◆ **Assigned task**:
Word for word, print out all of the data, omitting every image.

◆ **Free-text object descriptions**:
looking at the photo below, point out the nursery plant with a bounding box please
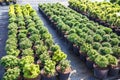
[42,59,56,76]
[36,45,48,56]
[0,55,20,69]
[19,38,32,50]
[112,46,120,58]
[22,48,34,56]
[39,52,51,64]
[105,54,118,66]
[95,55,109,68]
[23,63,40,79]
[6,46,19,56]
[87,49,99,61]
[2,67,20,80]
[50,44,61,52]
[99,47,113,55]
[57,59,71,73]
[20,56,34,68]
[80,43,92,54]
[52,50,67,62]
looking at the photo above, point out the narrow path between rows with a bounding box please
[0,6,8,79]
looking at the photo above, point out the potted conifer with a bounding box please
[94,55,109,79]
[105,54,119,76]
[41,60,56,80]
[56,60,71,80]
[23,63,41,80]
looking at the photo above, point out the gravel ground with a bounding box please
[0,0,119,80]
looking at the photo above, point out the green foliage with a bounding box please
[93,34,103,42]
[80,43,92,53]
[95,55,109,68]
[18,30,28,34]
[58,60,71,73]
[0,55,19,68]
[20,56,34,68]
[36,45,47,56]
[2,67,20,80]
[61,24,70,32]
[18,21,25,26]
[50,44,60,52]
[8,22,17,30]
[102,42,111,47]
[105,54,118,66]
[103,27,112,34]
[99,47,113,55]
[8,29,17,35]
[9,17,16,23]
[96,29,105,36]
[19,38,32,50]
[74,37,85,47]
[22,48,34,56]
[23,63,40,78]
[110,0,120,5]
[112,46,120,57]
[87,49,99,61]
[39,52,50,64]
[29,34,40,42]
[18,33,26,40]
[52,50,67,62]
[34,40,44,46]
[86,35,93,44]
[103,34,111,42]
[41,32,52,40]
[6,49,20,57]
[39,27,47,34]
[110,33,118,38]
[93,42,101,50]
[44,60,56,76]
[44,39,54,49]
[27,27,39,35]
[110,38,119,46]
[67,33,79,43]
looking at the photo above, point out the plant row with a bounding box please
[0,0,16,5]
[39,3,120,79]
[68,0,120,30]
[0,4,71,80]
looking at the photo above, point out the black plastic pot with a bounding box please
[79,52,86,62]
[5,1,10,5]
[42,75,56,80]
[56,66,71,80]
[73,44,79,56]
[58,72,70,80]
[0,2,4,6]
[109,66,119,76]
[93,64,109,79]
[86,57,94,70]
[0,2,2,5]
[13,1,16,4]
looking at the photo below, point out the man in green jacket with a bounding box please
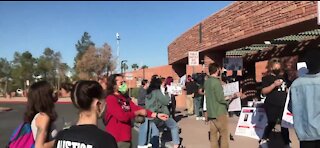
[204,63,239,148]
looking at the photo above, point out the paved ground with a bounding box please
[0,97,299,148]
[177,112,299,148]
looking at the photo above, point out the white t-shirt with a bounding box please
[31,113,58,141]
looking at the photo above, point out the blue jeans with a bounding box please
[138,119,160,147]
[194,96,203,117]
[139,118,180,146]
[165,118,180,145]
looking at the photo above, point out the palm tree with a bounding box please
[141,65,148,69]
[131,64,139,71]
[141,65,148,79]
[121,63,128,73]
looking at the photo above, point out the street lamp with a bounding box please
[116,33,121,73]
[121,60,127,74]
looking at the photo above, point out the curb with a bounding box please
[0,101,72,104]
[0,107,13,112]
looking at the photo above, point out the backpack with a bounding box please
[7,122,35,148]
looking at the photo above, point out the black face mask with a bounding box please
[273,69,281,75]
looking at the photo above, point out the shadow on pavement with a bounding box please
[175,114,187,123]
[264,131,287,148]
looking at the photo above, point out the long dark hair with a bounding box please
[24,81,57,123]
[71,80,103,110]
[106,74,123,96]
[147,75,162,94]
[60,82,73,93]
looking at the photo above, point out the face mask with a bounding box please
[273,69,281,75]
[118,83,128,94]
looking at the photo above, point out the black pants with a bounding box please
[300,140,320,148]
[262,122,290,144]
[168,95,176,119]
[262,104,290,144]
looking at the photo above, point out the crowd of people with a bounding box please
[9,46,320,148]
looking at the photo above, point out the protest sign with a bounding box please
[223,81,241,111]
[235,107,268,140]
[281,89,294,128]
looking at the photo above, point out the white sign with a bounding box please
[168,83,183,95]
[235,107,268,140]
[188,51,199,66]
[223,81,241,111]
[297,62,308,77]
[223,81,239,96]
[281,88,294,128]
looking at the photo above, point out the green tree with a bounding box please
[74,32,95,70]
[141,65,148,69]
[11,51,36,91]
[121,63,128,73]
[131,64,139,70]
[141,65,148,79]
[0,58,12,95]
[36,48,61,87]
[58,63,70,83]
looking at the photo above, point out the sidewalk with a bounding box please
[177,110,299,148]
[0,97,72,104]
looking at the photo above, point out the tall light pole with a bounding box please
[116,33,121,73]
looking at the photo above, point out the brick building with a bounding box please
[127,1,320,109]
[168,1,318,81]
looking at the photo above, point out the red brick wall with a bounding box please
[124,65,180,88]
[168,1,317,64]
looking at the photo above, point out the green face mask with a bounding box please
[118,83,128,94]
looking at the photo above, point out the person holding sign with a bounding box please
[204,63,240,148]
[259,58,291,148]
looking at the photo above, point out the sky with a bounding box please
[0,1,233,71]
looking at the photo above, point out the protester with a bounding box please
[137,79,149,107]
[290,47,320,148]
[193,74,205,121]
[162,76,176,119]
[204,63,239,148]
[185,75,197,116]
[24,81,58,148]
[260,58,291,148]
[59,82,73,97]
[104,74,168,148]
[54,80,118,148]
[144,75,183,148]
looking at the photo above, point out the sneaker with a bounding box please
[259,139,268,148]
[196,117,200,120]
[201,117,206,120]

◆ **Task output**:
looking at the photo below, point out the nursery plant with a bounding box please
[42,59,56,76]
[36,45,48,56]
[0,55,20,69]
[19,38,32,50]
[112,46,120,58]
[22,48,34,56]
[39,52,51,64]
[105,54,118,66]
[95,55,109,68]
[23,63,40,79]
[6,46,19,56]
[87,49,99,61]
[2,67,20,80]
[50,44,61,52]
[99,47,113,55]
[57,59,71,73]
[20,56,34,68]
[80,43,92,54]
[52,50,67,62]
looking at the photo above, point out the narrow path between rows with a bounding box please
[0,6,8,79]
looking at the photo above, point out the potted conifer with a bounding box please
[94,55,109,79]
[105,54,119,76]
[41,60,56,80]
[56,60,71,80]
[23,63,41,80]
looking at the photo above, point out the gravel ground with a bounding box please
[0,0,119,80]
looking at the photo above, point out the green foliage with a bounding box please
[93,34,103,42]
[80,43,92,53]
[95,55,109,68]
[18,30,28,34]
[58,60,71,73]
[0,55,19,68]
[20,56,34,68]
[36,45,47,56]
[2,67,20,80]
[61,24,70,32]
[18,21,25,26]
[50,44,60,52]
[8,22,17,30]
[102,42,111,47]
[105,54,118,66]
[103,27,112,34]
[99,47,113,55]
[8,29,17,35]
[9,17,16,23]
[96,29,105,36]
[19,38,32,50]
[74,37,85,47]
[22,48,34,56]
[23,63,40,78]
[110,0,120,5]
[112,46,120,57]
[87,49,99,61]
[39,52,50,64]
[29,34,40,42]
[18,33,26,40]
[52,50,67,62]
[34,40,44,46]
[86,35,93,44]
[103,34,111,42]
[41,32,52,40]
[6,49,20,57]
[39,27,47,34]
[110,33,118,38]
[93,42,101,50]
[44,60,56,76]
[44,39,54,49]
[27,27,39,35]
[110,38,119,46]
[67,33,79,43]
looking at the photo above, point out the plant row with a bounding box please
[0,0,16,5]
[39,3,120,79]
[68,0,120,30]
[0,4,71,80]
looking at the photo above, point out the black plastic pot with a bounding box please
[79,52,86,62]
[5,1,10,5]
[42,75,56,80]
[56,66,71,80]
[73,44,79,56]
[58,72,70,80]
[0,2,4,6]
[109,66,119,76]
[93,64,109,79]
[86,57,94,70]
[0,2,2,5]
[13,1,16,4]
looking at the photo below, point out the man in green jacket with a bounding box please
[204,63,239,148]
looking at the photo above, point out the paved ground with a bounding box please
[0,97,299,148]
[177,112,299,148]
looking at the photo above, point out the white t-shirt with a bounding box please
[31,113,58,141]
looking at the photo above, point out the blue jeans with a bounding box please
[138,119,160,147]
[194,96,203,117]
[139,118,180,146]
[165,118,180,145]
looking at the photo above, point out the palm tree with a bounding box please
[141,65,148,69]
[131,64,139,71]
[141,65,148,79]
[121,63,128,73]
looking at the photo above, point out the street lamp with a bounding box please
[116,33,121,73]
[121,60,127,74]
looking at the photo above, point out the curb with a bounding box please
[0,101,72,104]
[0,107,13,112]
looking at the photo above, point out the backpack with a bounding box please
[7,122,35,148]
looking at the photo above, point out the black face mask with a bounding box please
[273,69,281,75]
looking at the photo above, point out the shadow on pavement with a bounding box please
[175,114,187,123]
[264,131,287,148]
looking at the photo above, point out the long dark hair with a bounding box please
[24,81,57,123]
[71,80,103,110]
[106,74,123,96]
[147,75,162,94]
[60,82,73,93]
looking at the photo above, point out the face mask with a bounding box please
[273,69,281,75]
[118,83,128,94]
looking at the photo above, point out the black pants with a bounding box please
[300,140,320,148]
[262,122,290,144]
[168,95,176,119]
[262,104,290,144]
looking at the photo above, point out the crowd of people with a bounding box please
[9,46,320,148]
looking at the photo above, point out the protest sign with a bounding box please
[223,81,241,111]
[235,107,268,140]
[281,89,294,128]
looking at the photo above, point out the white sign with a bounding box please
[168,83,183,95]
[235,107,268,140]
[188,51,199,66]
[223,81,241,111]
[297,62,308,77]
[223,81,239,96]
[281,88,294,128]
looking at the photo above, point out the green tree with a bounding box please
[74,32,95,70]
[141,65,148,69]
[11,51,36,91]
[121,63,128,73]
[131,64,139,70]
[141,65,148,79]
[0,58,12,95]
[36,48,61,87]
[58,63,70,83]
looking at the photo above, point out the sidewalk with a bounding box please
[177,110,299,148]
[0,97,72,104]
looking at the photo above, point out the tall light pole with a bounding box please
[116,33,121,73]
looking at the photo above, point out the brick building with a bounding box please
[127,1,320,109]
[168,1,318,81]
looking at the photo above, point out the red brick wall with a bounding box please
[124,65,180,88]
[168,1,317,64]
looking at the photo above, point out the green face mask with a bounding box please
[118,83,128,94]
looking at the photo above, point out the person holding sign with a bounding box please
[204,63,240,148]
[259,58,291,148]
looking at the photo above, point out the sky with a bounding box please
[0,1,233,71]
looking at the photo above, point out the protester with a bounding box please
[137,79,149,107]
[290,47,320,148]
[193,74,205,121]
[162,76,176,119]
[204,63,239,148]
[185,75,197,116]
[24,81,58,148]
[260,58,291,148]
[59,82,73,97]
[104,74,168,148]
[54,80,118,148]
[144,75,183,148]
looking at the photo above, point out the sneaker with a bounding box please
[259,139,268,148]
[196,117,200,120]
[201,117,206,120]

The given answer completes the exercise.